◆ SELECTED PASSAGE

______

[Git][ghc/ghc][wip/andreask/stm] STM: Be more optimistic when validating in-flight transactions.

Wed Mar 13 09:24:58 UTC 2024


Andreas Klebinger pushed to branch wip/andreask/stm at Glasgow Haskell Compiler / GHC


Commits:
4d1be3de by Andreas Klebinger at 2024-03-13T10:10:37+01:00
STM: Be more optimistic when validating in-flight transactions.

* Don't lock tvars when performing non-committal validation.
* If we encounter a locked tvar don't consider it a failure.

This means in-flight validation will only fail if committing at the
moment of validation is *guaranteed* to fail.

This prevents in-flight validation from failing spuriously if it happens in
parallel on multiple threads or parallel to thread comitting.

- - - - -


8 changed files:

- rts/Exception.cmm
- rts/STM.c
- rts/STM.h
- rts/Schedule.c
- rts/include/stg/SMP.h
- + testsuite/tests/rts/T24142.hs
- + testsuite/tests/rts/T24142.stdout
- testsuite/tests/rts/all.T


Changes:

=====================================
rts/Exception.cmm
=====================================
@@ -495,7 +495,7 @@ retry_pop_stack:
       W_ trec, outer;
       W_ r;
       trec = StgTSO_trec(CurrentTSO);
-      (r) = ccall stmValidateNestOfTransactions(MyCapability() "ptr", trec "ptr");
+      (r) = ccall stmValidateNestOfTransactions(MyCapability() "ptr", trec "ptr", 0);
       outer  = StgTRecHeader_enclosing_trec(trec);
       ccall stmAbortTransaction(MyCapability() "ptr", trec "ptr");
       ccall stmFreeAbortedTRec(MyCapability() "ptr", trec "ptr");


=====================================
rts/STM.c
=====================================
@@ -359,6 +359,8 @@ static StgTRecHeader *new_stg_trec_header(Capability *cap,
 // Allocation / deallocation functions that retain per-capability lists
 // of closures that can be re-used
 
+//TODO: I think some of these lack write barriers required by the non-moving gc.

______

◆ AVAILABLE DATA
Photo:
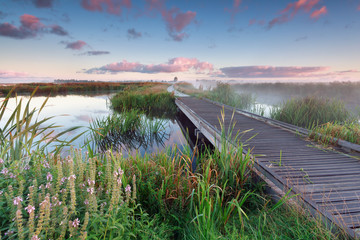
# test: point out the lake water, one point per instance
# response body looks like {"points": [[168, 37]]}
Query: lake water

______

◆ TASKS TO COMPLETE
A: Answer these questions about the STM commit notice, one answer per line, marked (i), (ii), (iii) to match:
(i) To which branch were the commits pushed?
(ii) How many files does the commit notice say were changed?
(iii) According to the commit message, how should an encountered locked tvar be treated?
B: Reproduce the part of the STM commit notice that opens with the words containing "Wed Mar 13 09:24:58" and closes with "performing non-committal validation.".
C: Resume the STM commit notice from where it stops.

◆ RESPONSES IN ORDER
A:
(i) wip/andreask/stm
(ii) 8
(iii) It should not be considered a failure.

B:
Wed Mar 13 09:24:58 UTC 2024


Andreas Klebinger pushed to branch wip/andreask/stm at Glasgow Haskell Compiler / GHC


Commits:
4d1be3de by Andreas Klebinger at 2024-03-13T10:10:37+01:00
STM: Be more optimistic when validating in-flight transactions.

* Don't lock tvars when performing non-committal validation.

C:
+
 static StgTVarWatchQueue *alloc_stg_tvar_watch_queue(Capability *cap,
                                                      StgClosure *closure) {
   StgTVarWatchQueue *result = NULL;
@@ -681,6 +683,44 @@ static void revert_ownership(Capability *cap STG_UNUSED,
 
 /*......................................................................*/
 
+// validate_optimistic()
+StgBool validate_trec_optimistic (Capability *cap, StgTRecHeader *trec);
+
+StgBool validate_trec_optimistic (Capability *cap, StgTRecHeader *trec) {
+  StgBool result;
+  TRACE("cap %d, trec %p : validate_trec_optimistic",
+         cap->no, trec);
+
+  if (shake()) {
+    TRACE("%p : shake, pretending trec is invalid when it may not be", trec);
+    return false;
+  }
+
+  ASSERT((trec -> state == TREC_ACTIVE) ||
+         (trec -> state == TREC_WAITING) ||
+         (trec -> state == TREC_CONDEMNED));
+  result = !((trec -> state) == TREC_CONDEMNED);
+  if (result) {
+    FOR_EACH_ENTRY(trec, e, {
+      StgTVar *s;
+      s = e -> tvar;
+      StgClosure *current = RELAXED_LOAD(&s->current_value);
+      if(current != e->expected_value &&
+          //If the trec is locked we optimistically assume our trec will still be valid after it's unlocked.
+         (GET_INFO(UNTAG_CLOSURE(current)) != &stg_TREC_HEADER_info))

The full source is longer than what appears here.